BEGIN DATA

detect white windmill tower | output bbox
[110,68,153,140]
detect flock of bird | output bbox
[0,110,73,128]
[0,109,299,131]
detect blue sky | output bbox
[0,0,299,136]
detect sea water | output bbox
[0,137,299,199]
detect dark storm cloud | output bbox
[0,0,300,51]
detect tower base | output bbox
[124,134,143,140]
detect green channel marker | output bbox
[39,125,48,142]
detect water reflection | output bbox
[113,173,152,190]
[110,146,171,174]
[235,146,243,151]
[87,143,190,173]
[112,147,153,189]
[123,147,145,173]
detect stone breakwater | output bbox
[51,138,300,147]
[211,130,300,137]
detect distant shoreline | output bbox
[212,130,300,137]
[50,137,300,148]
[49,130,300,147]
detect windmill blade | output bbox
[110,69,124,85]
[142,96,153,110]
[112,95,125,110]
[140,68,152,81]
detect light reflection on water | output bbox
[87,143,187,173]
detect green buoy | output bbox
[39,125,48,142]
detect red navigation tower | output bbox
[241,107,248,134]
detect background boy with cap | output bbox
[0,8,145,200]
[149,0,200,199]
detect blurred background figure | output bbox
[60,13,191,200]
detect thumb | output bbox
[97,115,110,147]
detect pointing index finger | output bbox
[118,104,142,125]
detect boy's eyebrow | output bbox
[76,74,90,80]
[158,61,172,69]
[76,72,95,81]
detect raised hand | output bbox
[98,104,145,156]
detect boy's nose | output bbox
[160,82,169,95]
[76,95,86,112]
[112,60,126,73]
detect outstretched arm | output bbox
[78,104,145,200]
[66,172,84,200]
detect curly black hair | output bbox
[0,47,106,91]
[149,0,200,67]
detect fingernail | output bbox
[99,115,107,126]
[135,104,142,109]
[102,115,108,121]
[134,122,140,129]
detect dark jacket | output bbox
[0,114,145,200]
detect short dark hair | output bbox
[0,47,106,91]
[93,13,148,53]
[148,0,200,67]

END DATA

WHAT IS BEING ASKED:
Write out all the records again, exactly as they appear.

SOLUTION TO THIS EXERCISE:
detect white windmill tower | output bbox
[110,68,153,140]
detect flock of bird | output bbox
[0,110,73,128]
[0,109,299,131]
detect blue sky | output bbox
[0,0,299,136]
detect sea water | output bbox
[0,137,299,199]
detect dark storm cloud | output bbox
[0,0,300,51]
detect tower base | output bbox
[124,134,143,140]
detect green channel marker | output bbox
[39,125,48,142]
detect water reflection | output bbox
[113,173,152,190]
[110,146,171,174]
[235,146,243,151]
[87,143,190,173]
[112,147,153,189]
[123,147,145,173]
detect stone breakwater | output bbox
[51,138,300,147]
[211,130,300,137]
detect distant shoreline | output bbox
[212,130,300,137]
[50,137,300,148]
[49,130,300,147]
detect windmill blade | output bbox
[110,69,124,85]
[142,96,153,110]
[112,95,125,110]
[140,68,152,81]
detect light reflection on water | output bbox
[87,143,187,173]
detect green buoy | output bbox
[39,125,48,142]
detect red navigation tower | output bbox
[241,107,248,134]
detect background boy with cap | output bbox
[0,8,145,200]
[149,0,200,199]
detect blurred background figure | output bbox
[60,13,191,200]
detect thumb | output bbox
[97,115,110,147]
detect pointing index finger | output bbox
[118,104,142,125]
detect boy's eyebrow | output bbox
[76,74,90,80]
[158,61,172,69]
[76,72,95,81]
detect raised hand | output bbox
[98,104,145,156]
detect boy's nose | output bbox
[160,82,169,95]
[76,95,86,112]
[112,60,126,73]
detect outstretched arm | output bbox
[78,104,145,200]
[66,172,84,200]
detect curly black hair | output bbox
[0,47,106,91]
[149,0,200,67]
detect fingernail | output bbox
[99,115,107,126]
[135,104,142,109]
[102,115,108,121]
[134,122,140,129]
detect dark jacket | output bbox
[0,114,145,200]
detect short dark hair | output bbox
[0,47,106,91]
[93,13,148,53]
[148,0,200,67]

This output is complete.